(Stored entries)

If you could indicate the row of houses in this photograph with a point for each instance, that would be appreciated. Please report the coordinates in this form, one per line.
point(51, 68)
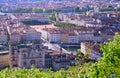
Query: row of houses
point(75, 36)
point(26, 55)
point(90, 19)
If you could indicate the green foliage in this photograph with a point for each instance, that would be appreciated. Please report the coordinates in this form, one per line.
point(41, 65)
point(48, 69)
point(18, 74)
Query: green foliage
point(60, 24)
point(107, 67)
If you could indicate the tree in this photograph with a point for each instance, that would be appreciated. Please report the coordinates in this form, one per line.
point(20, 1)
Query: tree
point(110, 62)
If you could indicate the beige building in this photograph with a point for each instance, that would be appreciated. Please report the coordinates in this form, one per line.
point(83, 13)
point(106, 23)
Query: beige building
point(91, 50)
point(4, 59)
point(26, 55)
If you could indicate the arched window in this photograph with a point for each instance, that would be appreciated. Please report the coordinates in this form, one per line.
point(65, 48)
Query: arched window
point(32, 62)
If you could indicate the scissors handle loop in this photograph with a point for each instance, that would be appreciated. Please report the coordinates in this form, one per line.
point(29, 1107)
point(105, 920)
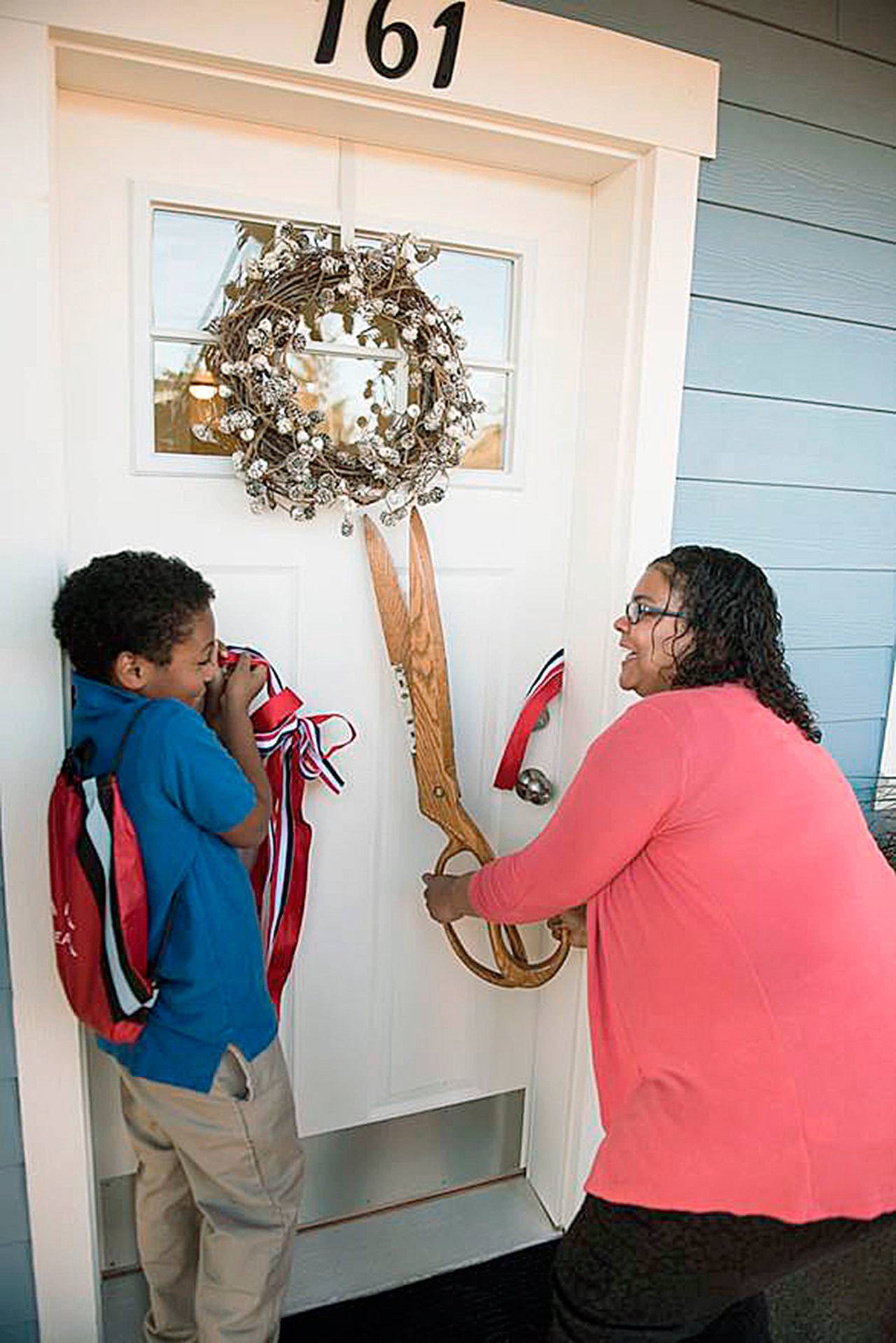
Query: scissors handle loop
point(514, 967)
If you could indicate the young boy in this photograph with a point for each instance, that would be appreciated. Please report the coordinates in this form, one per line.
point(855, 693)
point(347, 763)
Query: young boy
point(204, 1090)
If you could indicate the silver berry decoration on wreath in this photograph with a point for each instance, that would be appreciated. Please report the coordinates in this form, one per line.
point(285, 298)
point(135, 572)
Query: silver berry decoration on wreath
point(289, 453)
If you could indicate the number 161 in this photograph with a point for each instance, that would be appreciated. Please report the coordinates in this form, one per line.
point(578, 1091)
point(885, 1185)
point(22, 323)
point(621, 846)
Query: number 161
point(378, 32)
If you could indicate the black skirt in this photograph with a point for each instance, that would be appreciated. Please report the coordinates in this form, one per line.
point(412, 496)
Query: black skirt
point(641, 1275)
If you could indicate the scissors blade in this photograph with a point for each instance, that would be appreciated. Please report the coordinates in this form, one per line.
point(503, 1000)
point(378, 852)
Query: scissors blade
point(390, 599)
point(428, 676)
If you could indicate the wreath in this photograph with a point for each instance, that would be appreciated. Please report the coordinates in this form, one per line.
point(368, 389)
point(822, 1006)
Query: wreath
point(270, 421)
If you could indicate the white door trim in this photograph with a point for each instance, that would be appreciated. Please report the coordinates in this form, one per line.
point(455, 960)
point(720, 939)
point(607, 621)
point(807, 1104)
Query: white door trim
point(626, 116)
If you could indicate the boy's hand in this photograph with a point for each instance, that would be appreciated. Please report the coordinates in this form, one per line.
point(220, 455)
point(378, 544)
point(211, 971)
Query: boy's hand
point(211, 704)
point(241, 687)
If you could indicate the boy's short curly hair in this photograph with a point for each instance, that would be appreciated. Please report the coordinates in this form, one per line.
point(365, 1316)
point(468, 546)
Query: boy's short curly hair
point(132, 602)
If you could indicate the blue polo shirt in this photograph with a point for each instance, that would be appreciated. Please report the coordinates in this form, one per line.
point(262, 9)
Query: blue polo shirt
point(182, 790)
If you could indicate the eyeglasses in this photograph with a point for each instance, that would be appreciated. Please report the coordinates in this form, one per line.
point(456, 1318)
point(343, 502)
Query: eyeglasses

Goal: Express every line of the data above as a JSON list of strings, one string per line, skipping blank lines. Leave the pictures out.

Worked solution:
[
  "If you could indicate the row of houses in this photograph with a point for each instance, that would be appreciated. Please report the coordinates in this form, one per line.",
  "point(51, 68)",
  "Query: row of houses",
  "point(75, 36)",
  "point(26, 55)",
  "point(90, 19)",
  "If you could indicate the green foliage in this photograph with a point for each instance, that would be appreciated. Please report the coordinates in this form, one per line.",
  "point(41, 65)",
  "point(48, 69)",
  "point(18, 74)",
  "Query: green foliage",
  "point(60, 24)",
  "point(107, 67)",
  "If you could indicate the tree in this photograph with a point for each instance, that would be appreciated. Please report the coordinates in this form, one per line.",
  "point(20, 1)",
  "Query: tree",
  "point(110, 62)",
  "If you could indicate the beige building in this photograph with a point for each instance, that would be appreciated. Please report the coordinates in this form, one per line.",
  "point(83, 13)",
  "point(106, 23)",
  "Query: beige building",
  "point(91, 50)",
  "point(4, 59)",
  "point(26, 55)",
  "If you could indicate the arched window in this photograph with a point for each instance, that would be appreciated. Please report the coordinates in this form, one per line.",
  "point(65, 48)",
  "Query: arched window",
  "point(32, 62)",
  "If you could indicate the scissors handle loop in this photograph with a point for each instance, that would be appreciated. Please report the coordinates in this form, one per line.",
  "point(29, 1107)",
  "point(105, 920)",
  "Query: scissors handle loop",
  "point(514, 967)",
  "If you could indicate the young boy in this photograph with a point for each instance, that would be appreciated. Please report the coordinates in this form, one per line.",
  "point(855, 693)",
  "point(347, 763)",
  "Query: young boy",
  "point(204, 1090)",
  "If you could indicate the silver berry decoration on wreath in this photograph with a point for each instance, that would be appreciated. Please report the coordinates in this form, one per line.",
  "point(285, 298)",
  "point(135, 572)",
  "Query: silver berry decoration on wreath",
  "point(289, 453)",
  "If you could indicate the number 161 in this photograph with a point for each instance, that would be appreciated. Please report the coordinates in this form, one per line.",
  "point(578, 1091)",
  "point(885, 1185)",
  "point(22, 323)",
  "point(621, 846)",
  "Query: number 161",
  "point(378, 32)",
  "If you could indicate the black skirt in this photograph with a point for each instance, that would be appreciated. Please report the coordinates in this form, one per line.",
  "point(412, 496)",
  "Query: black skirt",
  "point(641, 1275)",
  "If you could indicate the scissors blade in this photograph with a point for each instance, that would be appreciated. Please report the coordinates in this form, one per line.",
  "point(503, 1000)",
  "point(378, 852)",
  "Query: scissors blade",
  "point(390, 599)",
  "point(428, 676)",
  "If you could indicate the wreath in this photograph with a point for each instance, that would be appreciated. Please report the coordinates in this form, one per line.",
  "point(368, 389)",
  "point(822, 1006)",
  "Query: wreath",
  "point(270, 421)",
  "If you could indicate the white door trim in this photograph with a point for each instance, that would be appreciated. Please report the coordinates in this form, one per line.",
  "point(455, 960)",
  "point(720, 939)",
  "point(607, 621)",
  "point(807, 1104)",
  "Query: white door trim",
  "point(626, 116)",
  "If you could indicate the boy's hand in this photograph with a point for each instance, that would be appreciated. Please report the coordinates in this form, one per line.",
  "point(220, 455)",
  "point(378, 544)",
  "point(211, 971)",
  "Query: boy's hand",
  "point(211, 704)",
  "point(241, 687)",
  "If you could indicate the boy's short curly hair in this photograph with a point for each instance, that would be appreciated. Please report the coordinates in this form, one per line.",
  "point(365, 1316)",
  "point(468, 546)",
  "Query: boy's short curly hair",
  "point(132, 602)",
  "If you could indicate the blue polo shirt in this photograph with a point for each instance, that would be appreciated. Please report the coordinates in this form, one per line.",
  "point(262, 9)",
  "Query: blue polo shirt",
  "point(182, 790)",
  "If you could indicate the eyeglasses in this photograph with a point for each instance, that would be appreciated. Please report the coordinates in this form, one per line.",
  "point(456, 1318)",
  "point(343, 502)",
  "Query: eyeglasses"
]